---------- EXCERPT TO READ

While the bailiff had to respect certain norms-he could not attend the press conference that the residents were preparing for 15 May, for examplehe could continue to comment informally on their strategies for raising public awareness, and he remained firmly opposed to evicting anyone who was old or ill. The bank's lawyer's position was less clear. It is not clear whether his apparent complaisance should be attributed to simple personal kindliness or to his desire to protect the bank's reputation from a major public embarrassment; the day before there had been a hearing for the nonagenarian, which resulted in an extension of her right to remain in her apartment, but the tension that this sensationalist aspect generated had not entirely abated. Indeed, the lawyer's stance may have been motivated by both concern for the bank's good name and some degree of humanitarian decency; like the prefect, he had every interest in trying to keep all parties reasonably calm, if not exactly content. Unseemly haste would have gained the bank nothing at all. The government usually announces general extensions of eviction deadlines at Christmas and Easter as well as during elections. The bank's best prospect was therefore simply to acquiesce in a whole series of delays in the hope that eventually a window of real opportunity would appear.

--------------------
---------- RECORDS SHOWN

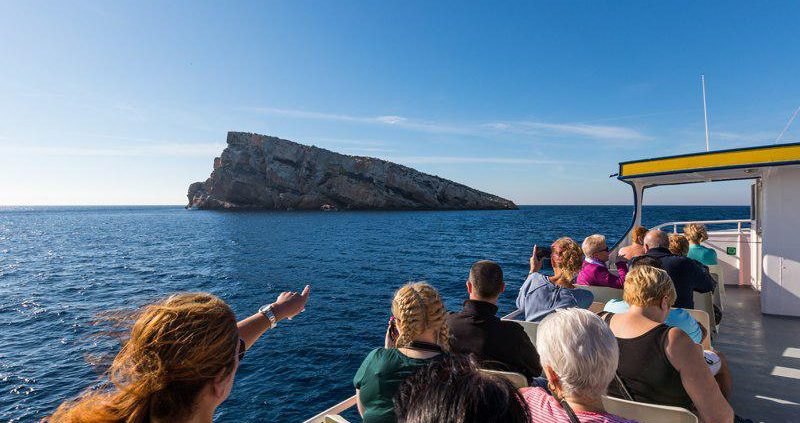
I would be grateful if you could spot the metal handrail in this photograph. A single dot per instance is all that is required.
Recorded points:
(675, 225)
(336, 409)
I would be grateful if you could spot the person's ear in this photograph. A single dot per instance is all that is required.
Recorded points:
(553, 382)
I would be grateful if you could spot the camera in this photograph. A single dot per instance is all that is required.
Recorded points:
(543, 252)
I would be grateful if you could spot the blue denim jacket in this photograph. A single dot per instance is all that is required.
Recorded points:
(538, 297)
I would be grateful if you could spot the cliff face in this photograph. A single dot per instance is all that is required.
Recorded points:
(262, 172)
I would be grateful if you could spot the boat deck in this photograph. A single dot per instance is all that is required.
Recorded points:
(764, 355)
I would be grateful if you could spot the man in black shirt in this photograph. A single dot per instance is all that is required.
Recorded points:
(496, 344)
(687, 275)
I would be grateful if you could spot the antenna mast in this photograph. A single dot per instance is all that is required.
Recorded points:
(705, 109)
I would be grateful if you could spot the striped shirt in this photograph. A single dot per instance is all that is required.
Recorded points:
(544, 408)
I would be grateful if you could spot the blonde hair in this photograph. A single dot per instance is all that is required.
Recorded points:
(637, 235)
(174, 349)
(418, 307)
(678, 245)
(646, 285)
(695, 232)
(570, 258)
(592, 243)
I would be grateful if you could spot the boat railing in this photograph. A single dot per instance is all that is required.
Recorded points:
(335, 410)
(739, 222)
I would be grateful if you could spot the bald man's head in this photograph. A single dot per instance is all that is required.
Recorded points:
(656, 238)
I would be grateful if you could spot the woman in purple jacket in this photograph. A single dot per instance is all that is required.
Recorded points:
(594, 271)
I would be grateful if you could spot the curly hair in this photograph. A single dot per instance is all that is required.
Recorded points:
(453, 389)
(418, 307)
(174, 349)
(637, 235)
(696, 233)
(646, 285)
(570, 258)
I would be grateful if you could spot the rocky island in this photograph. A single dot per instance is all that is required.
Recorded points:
(259, 172)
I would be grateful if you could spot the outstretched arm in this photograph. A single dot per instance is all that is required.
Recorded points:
(288, 305)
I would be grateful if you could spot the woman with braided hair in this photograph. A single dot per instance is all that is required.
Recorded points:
(417, 334)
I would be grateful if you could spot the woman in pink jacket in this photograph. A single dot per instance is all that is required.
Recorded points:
(595, 271)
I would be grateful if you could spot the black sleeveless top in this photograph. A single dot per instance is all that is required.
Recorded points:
(646, 372)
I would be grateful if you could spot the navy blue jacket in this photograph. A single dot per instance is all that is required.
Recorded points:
(687, 275)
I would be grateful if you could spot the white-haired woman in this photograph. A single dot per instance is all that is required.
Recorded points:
(696, 234)
(579, 355)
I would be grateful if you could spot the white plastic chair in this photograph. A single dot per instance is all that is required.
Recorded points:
(529, 327)
(650, 413)
(719, 292)
(705, 301)
(702, 317)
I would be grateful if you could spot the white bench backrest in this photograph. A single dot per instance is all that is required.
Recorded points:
(649, 413)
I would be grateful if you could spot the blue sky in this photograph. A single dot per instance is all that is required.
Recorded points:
(128, 102)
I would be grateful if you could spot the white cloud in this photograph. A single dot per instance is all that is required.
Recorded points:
(580, 129)
(156, 150)
(605, 132)
(391, 120)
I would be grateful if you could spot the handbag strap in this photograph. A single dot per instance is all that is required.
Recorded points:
(623, 388)
(571, 414)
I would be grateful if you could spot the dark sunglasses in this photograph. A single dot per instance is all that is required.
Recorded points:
(242, 349)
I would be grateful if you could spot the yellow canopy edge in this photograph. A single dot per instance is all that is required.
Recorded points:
(758, 156)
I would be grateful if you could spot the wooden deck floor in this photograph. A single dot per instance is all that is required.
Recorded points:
(764, 355)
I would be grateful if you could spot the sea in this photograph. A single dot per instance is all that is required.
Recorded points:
(60, 267)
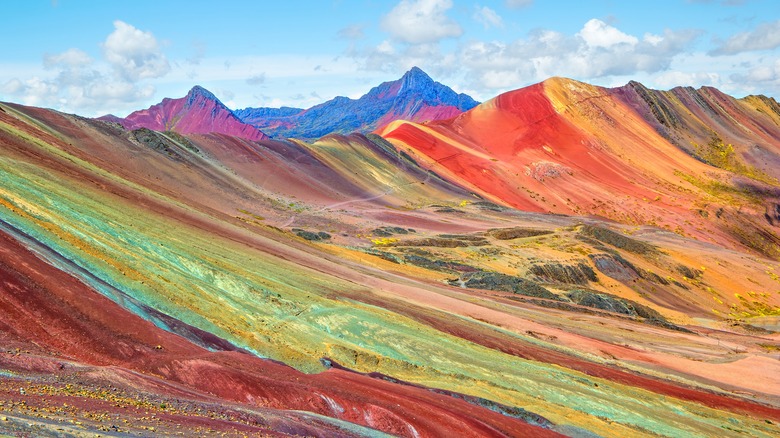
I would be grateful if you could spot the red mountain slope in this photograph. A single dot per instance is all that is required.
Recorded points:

--------------------

**PROBLEM 1**. Could you revise the records starting at the line containing "I would be grateful if you could spot the handbag" and ending at the end of the records, replacing "Recorded points" with "Marked points" and leaving everything else unchanged? Leave the pictures out of your version.
**PROBLEM 2**. Can you carry on the passage about the eviction dispute from its last sentence?
The passage on the eviction dispute and the records are unrelated material.

**TASK RESPONSE 1**.
I would be grateful if you could spot the handbag strap in this photograph. A single dot per instance is all that is required.
Marked points:
(623, 388)
(571, 414)
I would be grateful if you could spot the dark sunglasses in this photograph. A single dot per instance is all that is required.
Marked points:
(242, 349)
I would be grateful if you could spot the yellow canopy edge in this photograph. A single dot per instance is all that is required.
Marked points:
(758, 156)
I would be grateful if you could spot the wooden deck floor in this photograph. A single dot per instance is all that is required.
Marked points:
(764, 355)
I would be grateful if you could spot the sea in this photograph. A single dot per instance is all that is required.
Marked points:
(60, 267)
I would be grateful if you could spot the red mountain slope in this photograph. A single dot per instance is all that is required.
Marked points:

**TASK RESPONSE 2**.
The polite exchange between the bailiff and the bank's lawyer was a jousting match between two contestants whose goals nevertheless partly overlapped. Paolo's description of the negotiations that preceded the final decision is succinct and revealing; its highly generic character shows that here again there is a set piece in which all concerned knew how to play their respective parts. For every time an eviction was due, Paolo explained, the bailiff presented himself at the prefect's office along with a doctor (whose presence is required by law) and an ironworker who would bar the door once the tenants had been evicted. This group assembled in the prefect's office; the bailiff then asked the police commander if he "had officers available to carry out the eviction," and the prefect replied that he did not. "See you next time!" came the by now ritualized response, there was a formal leavetaking, and then the bailiff signaled from the window-apparently with no attempt at secrecy-waving his arms crossways but in opposite directions to indicate that nothing would happen.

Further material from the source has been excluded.